WORK INSTRUCTIONS. Copy out the entries below, swapping "Target" for "Label" everywhere it appears and keeping everything else the same.

LISTING.
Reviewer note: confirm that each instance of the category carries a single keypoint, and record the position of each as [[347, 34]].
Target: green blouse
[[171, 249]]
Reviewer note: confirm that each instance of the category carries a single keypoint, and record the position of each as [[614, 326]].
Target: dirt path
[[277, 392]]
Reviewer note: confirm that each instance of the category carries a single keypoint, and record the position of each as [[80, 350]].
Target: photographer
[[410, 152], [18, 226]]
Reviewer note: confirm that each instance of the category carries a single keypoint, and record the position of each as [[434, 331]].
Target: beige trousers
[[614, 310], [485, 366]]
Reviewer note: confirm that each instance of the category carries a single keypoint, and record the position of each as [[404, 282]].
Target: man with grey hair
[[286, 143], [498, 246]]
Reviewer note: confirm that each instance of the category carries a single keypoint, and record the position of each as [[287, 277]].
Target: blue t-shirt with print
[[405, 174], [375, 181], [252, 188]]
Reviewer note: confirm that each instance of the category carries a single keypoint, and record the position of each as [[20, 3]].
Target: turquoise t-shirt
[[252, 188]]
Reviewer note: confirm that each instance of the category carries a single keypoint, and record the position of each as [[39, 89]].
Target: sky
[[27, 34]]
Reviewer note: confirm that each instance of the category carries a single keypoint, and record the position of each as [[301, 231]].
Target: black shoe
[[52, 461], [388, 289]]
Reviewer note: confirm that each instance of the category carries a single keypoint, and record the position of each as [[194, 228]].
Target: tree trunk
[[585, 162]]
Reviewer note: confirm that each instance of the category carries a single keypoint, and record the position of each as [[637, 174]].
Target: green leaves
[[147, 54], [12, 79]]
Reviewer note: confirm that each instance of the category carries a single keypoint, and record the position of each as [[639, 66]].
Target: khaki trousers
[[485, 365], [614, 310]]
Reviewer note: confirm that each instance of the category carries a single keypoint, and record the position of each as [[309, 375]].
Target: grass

COMPLETED EXERCISE.
Reviewer note: confirm that each instance of the category carries a single keypoint, and record the position of each as [[347, 34]].
Label: green blouse
[[171, 249]]
Reviewer note: confirm that each instance of the category carries a single keypoint, and record the position of each as [[614, 326]].
Label: dirt path
[[277, 392]]
Reviewer note: confirm that each instance of the category carries a single keypoint, and record the position of each as [[80, 350]].
Label: photographer
[[410, 152], [18, 226]]
Reviewer note: confirm that each instance of the category carries a single keypoint, and record the position of each as [[434, 331]].
Label: beige trousers
[[614, 310], [485, 366]]
Reviewer note: confirm that each instance of the category carries a single keypoint, and record the position of each as [[404, 282]].
Label: man with grey hair
[[286, 143], [498, 246]]
Reviewer note: confirm that each instance of the category carries a single keypoint, and record the position of each as [[287, 277]].
Label: blue t-shirt with print
[[405, 174], [375, 181], [252, 188]]
Reviewer note: confirm that each instance of the category carries a single keypoint, and record the position of each as [[20, 3]].
Label: turquoise t-shirt
[[252, 188]]
Reviewer note: confirm that each instance of the category carries a single keypoint, and record the position of each as [[39, 89]].
Label: sky
[[27, 34]]
Reviewer note: confirm that each instance of the category carries a single keypoint, and record the position of each as [[301, 231]].
Label: black shoe
[[52, 461], [388, 289]]
Reviewer note: confirm that each instance of the category carries a single keypoint, and record the position of each as [[194, 228]].
Label: tree trunk
[[585, 162]]
Reviewer note: confirm that each instance of the category carries a single keypoint, and record the position of each as [[637, 174]].
Label: green leaves
[[147, 54], [12, 79]]
Reviewer note: confirm that each instance of the category carries a single keypoint, and record the position of each as [[639, 66]].
Label: khaki trousers
[[485, 365], [614, 310]]
Reviewer note: confirm that each instance of the category carries a single keypoint, and record the position of each as [[309, 375]].
Label: grass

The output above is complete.